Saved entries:
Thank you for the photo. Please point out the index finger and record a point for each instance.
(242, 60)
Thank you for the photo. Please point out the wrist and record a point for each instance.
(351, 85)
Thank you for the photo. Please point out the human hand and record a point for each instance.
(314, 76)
--
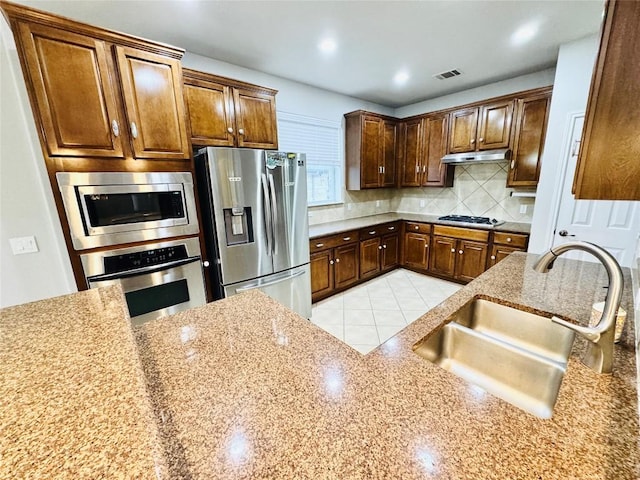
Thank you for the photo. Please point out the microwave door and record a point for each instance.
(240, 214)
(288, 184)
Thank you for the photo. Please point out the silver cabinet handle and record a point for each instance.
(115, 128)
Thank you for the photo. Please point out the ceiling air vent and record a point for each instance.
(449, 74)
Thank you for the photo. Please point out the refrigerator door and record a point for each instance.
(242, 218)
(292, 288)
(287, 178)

# DO THIS
Select every line above that contains the word "door" and copy each one out in full.

# WRITTEN REPLY
Thank you for the photo. Please point out the microwave door and record a point for each instance.
Thank you for the photo. Please point out the refrigerator door and record a point for each instance.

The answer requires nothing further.